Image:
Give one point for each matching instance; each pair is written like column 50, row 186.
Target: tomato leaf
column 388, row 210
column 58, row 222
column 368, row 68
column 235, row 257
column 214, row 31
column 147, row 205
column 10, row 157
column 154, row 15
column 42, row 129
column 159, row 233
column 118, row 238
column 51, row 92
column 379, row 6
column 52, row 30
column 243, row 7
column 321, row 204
______________________________
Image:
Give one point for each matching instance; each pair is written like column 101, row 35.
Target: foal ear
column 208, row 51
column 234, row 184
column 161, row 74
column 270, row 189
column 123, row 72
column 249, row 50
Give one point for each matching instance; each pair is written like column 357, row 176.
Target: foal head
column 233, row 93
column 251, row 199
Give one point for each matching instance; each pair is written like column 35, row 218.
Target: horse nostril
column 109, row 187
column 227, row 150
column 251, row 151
______________________________
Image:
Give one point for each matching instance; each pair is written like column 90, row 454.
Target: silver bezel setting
______________________________
## Work to complete
Filter the entries and keep only the lines holding "each".

## Response area
Give one point for each matching instance; each pair is written like column 50, row 186.
Give one point for each matching instance; each pair is written like column 101, row 35.
Give one point for each matching instance; each pair is written like column 357, row 176.
Give one point for each matching instance; each pair is written like column 35, row 218.
Give one point for each matching instance; each pair is written like column 90, row 454.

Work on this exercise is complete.